# WRITTEN TASKS
**1.** Decide whether each of the statements (a), (b), and (c) agrees with the contract passage on indemnification and litigation, answering yes or no and quoting the deciding words of that passage. (a) The indemnification of Buyer is limited in duration. (b) Freedom and Seller agree to indemnify Buyer jointly and severally. (c) The litigation clause covers proceedings before a municipal agency.
**2.** Extend the contract passage on indemnification and litigation, picking up after its final sentence.

Freedom and Seller jointly and severally agree to indemnify Buyer
and hold Buyer harmless from and against any and all loss,
liability, damage, injury, cost, or expense (including reasonable
attorney fees and expenses) any claims of any and every kind
whatsoever, paid, incurred, or suffered by, or asserted against
Buyer for, with respect to, or as a direct result of a breach of
this warranty, such indemnification being unlimited in duration. 

          4.8 Litigation. There is no action, suit, litigation,
or proceeding of any nature pending, or, to the best knowledge of
Freedom or Seller, threatened, against or affecting the
Properties, or any portion thereof, or which could result in the
obtaining of a lien or other interest in the Properties by any
third party, in any court or before any federal, state, county,
or municipal department, commission, board, bureau, agency or
other governmental instrumentality.

# DATA LINES
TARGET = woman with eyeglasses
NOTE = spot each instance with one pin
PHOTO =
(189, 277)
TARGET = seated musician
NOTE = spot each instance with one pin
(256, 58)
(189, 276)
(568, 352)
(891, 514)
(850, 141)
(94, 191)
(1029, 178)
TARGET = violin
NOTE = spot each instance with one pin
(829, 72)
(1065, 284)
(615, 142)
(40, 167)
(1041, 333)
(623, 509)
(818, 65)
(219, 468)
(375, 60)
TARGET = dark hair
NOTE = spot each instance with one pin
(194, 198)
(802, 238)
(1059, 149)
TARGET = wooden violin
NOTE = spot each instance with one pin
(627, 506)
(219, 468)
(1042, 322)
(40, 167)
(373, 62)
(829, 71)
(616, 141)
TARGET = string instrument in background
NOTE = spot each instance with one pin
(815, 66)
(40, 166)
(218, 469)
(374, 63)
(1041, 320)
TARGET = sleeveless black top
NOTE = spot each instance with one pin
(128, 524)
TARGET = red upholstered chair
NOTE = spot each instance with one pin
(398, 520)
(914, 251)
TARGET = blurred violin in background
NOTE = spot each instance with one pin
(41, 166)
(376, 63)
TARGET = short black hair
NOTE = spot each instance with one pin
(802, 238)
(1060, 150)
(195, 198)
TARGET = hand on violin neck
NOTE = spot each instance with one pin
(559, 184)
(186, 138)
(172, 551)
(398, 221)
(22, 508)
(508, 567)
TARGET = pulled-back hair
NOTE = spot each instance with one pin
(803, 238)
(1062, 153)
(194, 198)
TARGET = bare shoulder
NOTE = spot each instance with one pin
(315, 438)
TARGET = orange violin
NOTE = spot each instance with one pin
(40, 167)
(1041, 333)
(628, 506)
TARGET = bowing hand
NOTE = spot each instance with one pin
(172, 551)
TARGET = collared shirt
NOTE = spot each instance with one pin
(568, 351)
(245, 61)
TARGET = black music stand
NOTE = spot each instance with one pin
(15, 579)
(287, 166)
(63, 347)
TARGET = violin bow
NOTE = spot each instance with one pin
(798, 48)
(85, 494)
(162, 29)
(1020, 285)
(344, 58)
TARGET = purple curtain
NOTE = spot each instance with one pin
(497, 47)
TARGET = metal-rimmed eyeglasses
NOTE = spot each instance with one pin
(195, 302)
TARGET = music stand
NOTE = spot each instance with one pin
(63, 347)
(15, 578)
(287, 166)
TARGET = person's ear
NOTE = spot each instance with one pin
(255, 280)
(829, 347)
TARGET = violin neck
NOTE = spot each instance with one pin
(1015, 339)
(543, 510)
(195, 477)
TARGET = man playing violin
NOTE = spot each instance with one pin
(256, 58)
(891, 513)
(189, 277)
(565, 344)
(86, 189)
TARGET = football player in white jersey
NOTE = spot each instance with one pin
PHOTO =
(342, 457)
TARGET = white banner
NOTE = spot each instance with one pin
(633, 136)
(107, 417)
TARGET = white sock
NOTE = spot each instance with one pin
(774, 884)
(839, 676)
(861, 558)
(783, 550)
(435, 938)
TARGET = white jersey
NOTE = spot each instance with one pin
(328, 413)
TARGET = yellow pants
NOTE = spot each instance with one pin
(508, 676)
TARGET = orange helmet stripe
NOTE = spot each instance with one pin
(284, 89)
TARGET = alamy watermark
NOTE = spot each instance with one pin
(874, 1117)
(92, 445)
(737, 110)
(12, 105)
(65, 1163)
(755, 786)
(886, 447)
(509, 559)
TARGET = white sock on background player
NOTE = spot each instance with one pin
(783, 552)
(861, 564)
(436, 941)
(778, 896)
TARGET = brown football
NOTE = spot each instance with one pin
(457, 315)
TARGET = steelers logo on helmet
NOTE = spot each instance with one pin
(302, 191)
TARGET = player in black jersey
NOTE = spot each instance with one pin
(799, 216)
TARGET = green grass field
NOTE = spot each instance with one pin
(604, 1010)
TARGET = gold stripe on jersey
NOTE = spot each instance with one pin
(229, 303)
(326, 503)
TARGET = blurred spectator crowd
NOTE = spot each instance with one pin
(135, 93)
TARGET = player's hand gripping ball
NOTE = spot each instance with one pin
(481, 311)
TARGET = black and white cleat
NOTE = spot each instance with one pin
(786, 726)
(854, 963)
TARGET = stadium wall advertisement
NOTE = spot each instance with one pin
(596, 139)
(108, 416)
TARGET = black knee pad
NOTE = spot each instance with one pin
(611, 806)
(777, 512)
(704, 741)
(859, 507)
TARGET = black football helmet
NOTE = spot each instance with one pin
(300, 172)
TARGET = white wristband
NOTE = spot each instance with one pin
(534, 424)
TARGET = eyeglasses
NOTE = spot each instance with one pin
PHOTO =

# EXPECTED ANSWERS
**1.**
(a) No: "such indemnification being unlimited in duration."
(b) Yes: "Freedom and Seller jointly and severally agree to indemnify Buyer"
(c) Yes: "in any court or before any federal, state, county, or municipal department, commission, board, bureau, agency or other governmental instrumentality."

**2.**
          4.9 Zoning. To the best knowledge of Freedom and
Seller, the current use of the Properties fully complies with all
applicable laws, regulations, and ordinances, including without 
limitation applicable zoning and land use laws, regulations and
ordinances.

          4.10 Unpaid Claims. To the best knowledge of Freedom
and Seller, there are no unpaid claims of contractors,
materialmen, or laborers which could give rise to a lien against
the Properties.

          4.11 No Default. Neither of the First Mortgage Notes
are in default, neither Seller nor Freedom has received any
notice of default with respect to either First Mortgage Note, and
neither Seller nor Freedom has performed or failed to perform any
act which could cause either of the First Mortgage Notes to
become in default.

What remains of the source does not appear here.